Stored data entries:
----------------
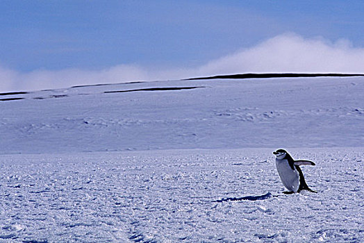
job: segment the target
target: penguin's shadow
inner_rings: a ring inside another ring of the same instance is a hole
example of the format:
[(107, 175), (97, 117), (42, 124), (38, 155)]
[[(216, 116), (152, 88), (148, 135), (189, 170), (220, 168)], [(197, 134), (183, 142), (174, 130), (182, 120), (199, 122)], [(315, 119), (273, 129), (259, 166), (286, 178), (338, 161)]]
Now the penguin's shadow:
[(258, 201), (258, 200), (265, 200), (270, 197), (275, 196), (272, 194), (270, 192), (267, 192), (263, 195), (259, 196), (245, 196), (242, 197), (227, 197), (226, 199), (222, 199), (219, 200), (214, 201), (216, 203), (222, 203), (224, 201)]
----------------
▸ **AIM OF THE TASK**
Copy out all of the material above word for word, omitting the pictures.

▸ **COMPLETE RESPONSE**
job: segment the target
target: penguin's shadow
inner_rings: a ring inside another ring of the same instance is a hole
example of the format:
[(107, 175), (97, 117), (42, 124), (38, 155)]
[[(216, 116), (152, 88), (148, 135), (189, 170), (220, 168)], [(197, 134), (183, 142), (174, 130), (182, 120), (199, 122)], [(315, 119), (273, 129), (259, 166), (286, 178), (338, 161)]]
Now the penguin's shadow:
[(258, 201), (258, 200), (265, 200), (270, 197), (275, 196), (272, 194), (270, 192), (267, 192), (263, 195), (259, 196), (245, 196), (242, 197), (227, 197), (226, 199), (222, 199), (219, 200), (214, 201), (216, 203), (222, 203), (224, 201)]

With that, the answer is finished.